[[ Dataset open ]]

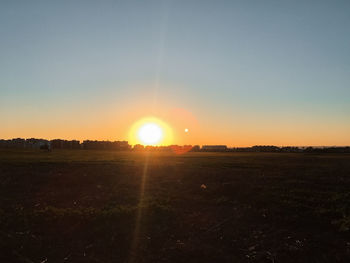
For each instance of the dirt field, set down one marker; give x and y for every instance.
(94, 206)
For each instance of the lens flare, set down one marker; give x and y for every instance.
(151, 131)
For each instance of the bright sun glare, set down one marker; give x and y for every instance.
(150, 133)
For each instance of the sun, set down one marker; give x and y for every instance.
(150, 134)
(150, 131)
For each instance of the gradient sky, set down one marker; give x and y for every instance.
(233, 72)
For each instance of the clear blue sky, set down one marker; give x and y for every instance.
(251, 72)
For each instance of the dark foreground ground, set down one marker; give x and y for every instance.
(91, 206)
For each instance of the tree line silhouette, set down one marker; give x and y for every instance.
(33, 143)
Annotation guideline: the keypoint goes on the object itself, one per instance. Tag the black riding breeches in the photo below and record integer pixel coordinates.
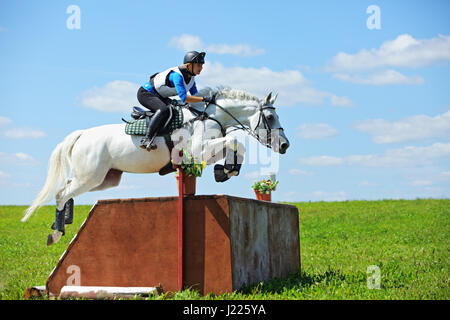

[[ Dataset closed ]]

* **Activity**:
Give again, word for word, only the lines from the line containing "For each instance of the dark" through the last line above, both included; leave the pictures out.

* **The completed task**:
For each instance of the dark foreground ground, set down one marker; give x and y for every instance.
(91, 206)
For each instance of the tree line silhouette, set down one marker; give x and y for every instance.
(33, 143)
Annotation guideline: the keypoint goes on the object itself, one per instance. Tag the black riding breeches in the photo below and record integer pixel coordinates.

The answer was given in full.